** DIRECTIONS **
Could you extract the part of the Restinga de Cabedelo National Forest text from "The conservation unit" to "Biodiversity Conservation (ICMBio).", copying it word for word?

Brazilian national forest

The Restinga de Cabedelo National Forest (Floresta Nacional da Restinga de Cabedelo) is a national forest in the state of Paraíba, Brazil.

==Location==

The Restinga de Cabedelo National Forest is divided between the municipalities of Cabedelo (79%) and João Pessoa (215) in the state of Paraíba.
It has an area of 114.34 ha. (Note: The act of creation gave an area of 103 ha. The management plan gives an area of 114.34 ha. According to the ICMBio website as of March 2017 it has an area of 116.83 ha.)
It is in the João Pessoa metropolitan region.
The conservation unit is popularly called the AMEM Forest.
It is administered by the federal Chico Mendes Institute for Biodiversity Conservation (ICMBio).

==History==

The Restinga de Cabedelo National Forest was created by federal decree on 2 June 2004 with an area of 103 ha.

** PROVIDED INFORMATION **

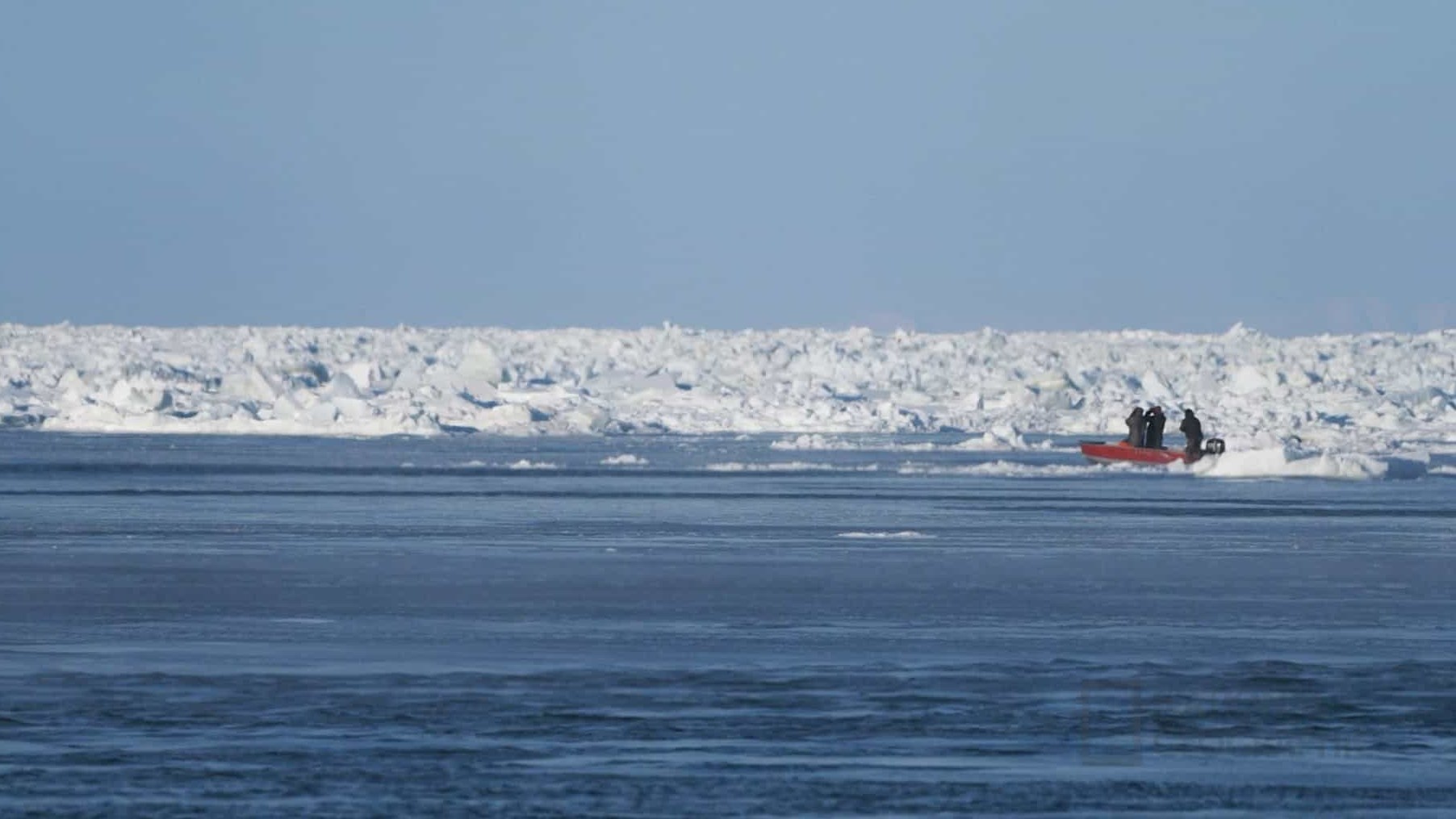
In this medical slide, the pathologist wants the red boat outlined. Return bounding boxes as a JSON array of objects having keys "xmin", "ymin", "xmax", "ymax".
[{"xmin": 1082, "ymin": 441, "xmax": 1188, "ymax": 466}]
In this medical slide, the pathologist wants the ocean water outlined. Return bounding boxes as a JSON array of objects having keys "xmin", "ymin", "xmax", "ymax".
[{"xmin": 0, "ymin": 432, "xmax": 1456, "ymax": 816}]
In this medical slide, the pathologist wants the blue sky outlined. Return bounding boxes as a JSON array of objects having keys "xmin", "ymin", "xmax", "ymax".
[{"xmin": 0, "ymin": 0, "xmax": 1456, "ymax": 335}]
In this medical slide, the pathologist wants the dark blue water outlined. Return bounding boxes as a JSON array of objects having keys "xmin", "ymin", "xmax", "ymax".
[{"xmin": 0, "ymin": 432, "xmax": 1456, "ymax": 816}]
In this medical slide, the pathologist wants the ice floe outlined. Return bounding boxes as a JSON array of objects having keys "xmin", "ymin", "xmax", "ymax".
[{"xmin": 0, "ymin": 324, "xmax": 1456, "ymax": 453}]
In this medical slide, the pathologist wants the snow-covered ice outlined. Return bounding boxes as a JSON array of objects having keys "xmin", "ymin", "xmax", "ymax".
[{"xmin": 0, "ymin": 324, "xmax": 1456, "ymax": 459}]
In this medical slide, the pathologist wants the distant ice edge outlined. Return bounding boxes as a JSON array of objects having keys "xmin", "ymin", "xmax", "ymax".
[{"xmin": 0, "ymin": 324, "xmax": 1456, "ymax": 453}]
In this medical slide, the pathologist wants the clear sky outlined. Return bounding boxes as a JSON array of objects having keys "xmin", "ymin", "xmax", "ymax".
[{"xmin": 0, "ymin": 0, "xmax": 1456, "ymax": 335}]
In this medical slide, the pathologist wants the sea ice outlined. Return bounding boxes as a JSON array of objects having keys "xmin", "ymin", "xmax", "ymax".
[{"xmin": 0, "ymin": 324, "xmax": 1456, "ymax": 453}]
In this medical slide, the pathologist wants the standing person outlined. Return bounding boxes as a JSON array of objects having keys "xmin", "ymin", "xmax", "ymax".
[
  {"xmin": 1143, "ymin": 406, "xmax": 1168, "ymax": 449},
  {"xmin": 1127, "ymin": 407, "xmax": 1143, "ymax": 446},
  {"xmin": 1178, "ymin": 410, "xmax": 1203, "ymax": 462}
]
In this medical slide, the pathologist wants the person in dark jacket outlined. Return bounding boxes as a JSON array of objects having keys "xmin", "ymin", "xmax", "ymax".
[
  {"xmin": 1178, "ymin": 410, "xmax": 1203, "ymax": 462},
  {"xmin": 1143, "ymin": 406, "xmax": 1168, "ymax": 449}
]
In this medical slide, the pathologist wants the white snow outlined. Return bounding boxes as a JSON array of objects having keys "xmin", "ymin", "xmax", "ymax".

** RESULT FOR THIS TASK **
The conservation unit is popularly called the AMEM Forest.
It is administered by the federal Chico Mendes Institute for Biodiversity Conservation (ICMBio).